• [Action item] Starting at the line that contains "Target: deer ear", return every line down to the end of the records below, exactly as written.

• [Region pointing data]
# # # # # # #
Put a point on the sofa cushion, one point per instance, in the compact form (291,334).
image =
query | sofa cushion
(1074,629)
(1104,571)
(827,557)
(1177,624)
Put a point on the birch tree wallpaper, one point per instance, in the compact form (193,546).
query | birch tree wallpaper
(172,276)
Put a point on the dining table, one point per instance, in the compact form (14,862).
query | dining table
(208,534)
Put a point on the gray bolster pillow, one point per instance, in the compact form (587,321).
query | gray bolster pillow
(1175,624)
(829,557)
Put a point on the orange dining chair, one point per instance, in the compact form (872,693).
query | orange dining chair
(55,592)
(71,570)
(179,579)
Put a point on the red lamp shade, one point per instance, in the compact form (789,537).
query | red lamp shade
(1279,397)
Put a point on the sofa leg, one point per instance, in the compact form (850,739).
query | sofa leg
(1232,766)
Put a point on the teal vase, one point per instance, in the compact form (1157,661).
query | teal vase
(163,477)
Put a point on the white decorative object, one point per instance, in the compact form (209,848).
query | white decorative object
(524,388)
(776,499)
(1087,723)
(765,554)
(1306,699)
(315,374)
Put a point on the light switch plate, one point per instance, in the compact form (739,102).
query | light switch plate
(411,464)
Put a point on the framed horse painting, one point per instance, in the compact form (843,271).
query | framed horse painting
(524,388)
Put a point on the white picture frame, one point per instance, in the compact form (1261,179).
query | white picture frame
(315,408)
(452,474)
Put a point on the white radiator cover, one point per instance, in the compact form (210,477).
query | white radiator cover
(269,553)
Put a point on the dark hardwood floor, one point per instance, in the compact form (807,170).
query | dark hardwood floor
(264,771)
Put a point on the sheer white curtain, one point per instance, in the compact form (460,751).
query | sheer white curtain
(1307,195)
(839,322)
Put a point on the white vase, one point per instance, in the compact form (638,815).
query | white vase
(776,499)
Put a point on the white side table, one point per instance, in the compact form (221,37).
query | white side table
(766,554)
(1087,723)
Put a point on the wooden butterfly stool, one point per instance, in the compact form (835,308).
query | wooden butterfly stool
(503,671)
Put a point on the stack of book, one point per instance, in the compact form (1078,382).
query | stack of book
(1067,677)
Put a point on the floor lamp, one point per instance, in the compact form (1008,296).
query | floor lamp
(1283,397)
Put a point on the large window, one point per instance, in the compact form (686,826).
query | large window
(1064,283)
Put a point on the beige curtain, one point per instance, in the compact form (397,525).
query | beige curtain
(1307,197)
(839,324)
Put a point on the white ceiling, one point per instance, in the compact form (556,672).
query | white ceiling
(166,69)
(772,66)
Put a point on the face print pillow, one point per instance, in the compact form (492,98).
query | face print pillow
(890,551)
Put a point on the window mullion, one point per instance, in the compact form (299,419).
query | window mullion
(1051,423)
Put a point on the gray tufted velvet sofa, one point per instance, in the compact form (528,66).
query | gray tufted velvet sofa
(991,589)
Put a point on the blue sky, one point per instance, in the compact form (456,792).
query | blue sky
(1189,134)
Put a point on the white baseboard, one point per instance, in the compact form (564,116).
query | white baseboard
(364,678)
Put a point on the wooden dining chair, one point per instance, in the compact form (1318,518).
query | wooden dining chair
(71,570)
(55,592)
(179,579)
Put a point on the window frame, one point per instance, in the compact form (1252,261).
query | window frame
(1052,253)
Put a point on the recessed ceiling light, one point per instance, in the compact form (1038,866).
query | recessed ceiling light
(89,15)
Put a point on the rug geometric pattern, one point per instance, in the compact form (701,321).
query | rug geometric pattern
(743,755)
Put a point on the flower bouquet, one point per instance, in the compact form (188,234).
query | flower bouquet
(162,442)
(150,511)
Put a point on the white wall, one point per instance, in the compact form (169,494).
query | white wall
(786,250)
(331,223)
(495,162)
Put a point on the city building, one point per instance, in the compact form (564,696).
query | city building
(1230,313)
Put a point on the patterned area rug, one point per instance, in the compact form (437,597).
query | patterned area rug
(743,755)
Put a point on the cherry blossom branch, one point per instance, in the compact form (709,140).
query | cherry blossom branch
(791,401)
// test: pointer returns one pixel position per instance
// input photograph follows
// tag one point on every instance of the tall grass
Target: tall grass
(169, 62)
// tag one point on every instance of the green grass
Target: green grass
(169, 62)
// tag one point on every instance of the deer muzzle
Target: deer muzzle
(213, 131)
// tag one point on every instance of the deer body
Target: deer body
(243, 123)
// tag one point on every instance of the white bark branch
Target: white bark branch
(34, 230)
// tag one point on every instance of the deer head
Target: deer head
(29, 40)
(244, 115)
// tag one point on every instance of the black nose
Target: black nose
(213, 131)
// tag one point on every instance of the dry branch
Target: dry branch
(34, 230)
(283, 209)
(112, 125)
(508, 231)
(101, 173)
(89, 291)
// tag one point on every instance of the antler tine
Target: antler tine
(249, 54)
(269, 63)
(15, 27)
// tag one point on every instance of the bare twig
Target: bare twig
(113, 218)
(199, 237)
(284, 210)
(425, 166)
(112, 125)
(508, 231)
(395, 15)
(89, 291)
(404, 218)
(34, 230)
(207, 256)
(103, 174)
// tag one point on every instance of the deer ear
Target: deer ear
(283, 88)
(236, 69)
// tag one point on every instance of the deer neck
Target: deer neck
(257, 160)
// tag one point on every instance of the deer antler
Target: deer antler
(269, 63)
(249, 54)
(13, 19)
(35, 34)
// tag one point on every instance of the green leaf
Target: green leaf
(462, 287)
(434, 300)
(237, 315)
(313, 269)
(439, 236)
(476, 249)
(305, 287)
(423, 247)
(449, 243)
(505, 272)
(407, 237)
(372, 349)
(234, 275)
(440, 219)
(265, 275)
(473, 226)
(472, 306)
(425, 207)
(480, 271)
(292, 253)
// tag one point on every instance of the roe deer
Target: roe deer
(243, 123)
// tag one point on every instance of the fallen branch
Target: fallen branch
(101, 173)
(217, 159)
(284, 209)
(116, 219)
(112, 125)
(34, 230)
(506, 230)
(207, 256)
# # # # # # #
• [Answer to the problem]
Target: deer ear
(283, 88)
(236, 69)
// tag one point on every instance of the deer neck
Target: deer neck
(257, 160)
// tag one point on every instance of the deer antler
Target: deer antler
(269, 63)
(249, 54)
(13, 19)
(35, 34)
// tag one point on every instance of the green leaf
Target: green leaf
(462, 287)
(434, 300)
(237, 315)
(313, 269)
(439, 236)
(476, 249)
(305, 287)
(423, 247)
(449, 243)
(505, 272)
(407, 237)
(372, 349)
(234, 275)
(440, 219)
(265, 275)
(473, 226)
(472, 306)
(425, 207)
(480, 271)
(292, 253)
// tag one point on every instance of the roe deer
Target: roe deer
(243, 123)
// tag one point on every instance of the fallen branch
Target: fallen branch
(101, 173)
(217, 159)
(284, 209)
(116, 219)
(112, 125)
(34, 230)
(506, 230)
(207, 256)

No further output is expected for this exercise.